Data supplied
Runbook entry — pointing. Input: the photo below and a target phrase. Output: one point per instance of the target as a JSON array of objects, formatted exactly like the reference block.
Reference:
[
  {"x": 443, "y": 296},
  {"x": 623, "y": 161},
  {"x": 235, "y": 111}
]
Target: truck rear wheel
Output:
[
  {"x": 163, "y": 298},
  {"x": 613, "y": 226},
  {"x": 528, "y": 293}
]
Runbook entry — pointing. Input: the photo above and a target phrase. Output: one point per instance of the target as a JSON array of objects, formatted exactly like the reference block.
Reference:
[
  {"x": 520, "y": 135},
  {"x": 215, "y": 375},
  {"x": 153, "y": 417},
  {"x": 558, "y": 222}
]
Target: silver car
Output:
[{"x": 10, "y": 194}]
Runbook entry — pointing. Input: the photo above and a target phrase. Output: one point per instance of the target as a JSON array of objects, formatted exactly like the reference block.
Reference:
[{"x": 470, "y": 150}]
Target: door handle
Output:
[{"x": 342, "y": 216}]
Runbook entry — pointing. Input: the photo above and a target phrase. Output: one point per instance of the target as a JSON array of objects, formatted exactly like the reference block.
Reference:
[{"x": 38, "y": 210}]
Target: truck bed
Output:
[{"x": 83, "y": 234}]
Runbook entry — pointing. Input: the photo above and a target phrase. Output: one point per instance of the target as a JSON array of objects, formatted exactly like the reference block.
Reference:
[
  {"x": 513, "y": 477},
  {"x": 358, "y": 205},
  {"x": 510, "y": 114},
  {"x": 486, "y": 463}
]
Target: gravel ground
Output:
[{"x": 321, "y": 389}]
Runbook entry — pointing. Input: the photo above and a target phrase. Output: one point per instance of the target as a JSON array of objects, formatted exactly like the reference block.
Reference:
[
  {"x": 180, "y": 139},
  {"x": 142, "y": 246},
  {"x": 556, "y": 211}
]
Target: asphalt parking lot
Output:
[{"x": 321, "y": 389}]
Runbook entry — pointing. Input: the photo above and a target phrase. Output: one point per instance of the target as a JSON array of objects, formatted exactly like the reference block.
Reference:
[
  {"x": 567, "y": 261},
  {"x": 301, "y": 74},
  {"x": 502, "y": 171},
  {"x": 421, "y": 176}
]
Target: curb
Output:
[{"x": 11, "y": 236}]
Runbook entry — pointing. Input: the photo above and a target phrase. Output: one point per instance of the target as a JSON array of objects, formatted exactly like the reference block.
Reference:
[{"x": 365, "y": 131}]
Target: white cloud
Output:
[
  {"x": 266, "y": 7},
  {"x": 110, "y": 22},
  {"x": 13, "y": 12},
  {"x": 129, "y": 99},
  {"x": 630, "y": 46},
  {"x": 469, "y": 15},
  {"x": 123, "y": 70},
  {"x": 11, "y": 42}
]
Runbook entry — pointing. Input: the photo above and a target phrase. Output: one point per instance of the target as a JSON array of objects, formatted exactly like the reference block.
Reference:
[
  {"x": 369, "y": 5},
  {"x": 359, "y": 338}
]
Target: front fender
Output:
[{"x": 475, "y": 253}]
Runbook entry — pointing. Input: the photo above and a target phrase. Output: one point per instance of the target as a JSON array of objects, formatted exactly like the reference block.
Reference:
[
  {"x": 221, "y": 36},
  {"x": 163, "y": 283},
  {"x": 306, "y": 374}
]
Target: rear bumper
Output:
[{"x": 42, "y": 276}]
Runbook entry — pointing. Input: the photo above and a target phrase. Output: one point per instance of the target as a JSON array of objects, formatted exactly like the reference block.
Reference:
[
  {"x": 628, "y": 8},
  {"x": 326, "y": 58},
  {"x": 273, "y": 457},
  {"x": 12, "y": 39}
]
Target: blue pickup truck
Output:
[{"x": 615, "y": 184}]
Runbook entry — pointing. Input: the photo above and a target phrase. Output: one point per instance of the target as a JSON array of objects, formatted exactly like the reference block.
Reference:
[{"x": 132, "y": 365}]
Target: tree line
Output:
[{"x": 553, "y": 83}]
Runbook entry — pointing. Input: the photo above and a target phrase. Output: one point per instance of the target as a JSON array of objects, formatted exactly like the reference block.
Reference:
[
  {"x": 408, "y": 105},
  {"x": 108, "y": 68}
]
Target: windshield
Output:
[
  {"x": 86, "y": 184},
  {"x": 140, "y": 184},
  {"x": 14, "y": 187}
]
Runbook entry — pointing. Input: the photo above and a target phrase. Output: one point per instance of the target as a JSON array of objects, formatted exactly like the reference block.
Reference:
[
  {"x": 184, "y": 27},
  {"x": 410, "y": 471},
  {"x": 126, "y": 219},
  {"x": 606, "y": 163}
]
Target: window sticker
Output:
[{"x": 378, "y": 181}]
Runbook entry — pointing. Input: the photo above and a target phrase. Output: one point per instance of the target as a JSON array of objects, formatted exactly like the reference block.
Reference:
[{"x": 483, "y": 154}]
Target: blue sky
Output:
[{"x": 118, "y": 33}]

Aim of the exercise
Return every line from the rows above that contains the word "truck", each copied whole and in its original order.

Complete output
Target: truck rear wheel
Target: truck bed
Target: blue pickup truck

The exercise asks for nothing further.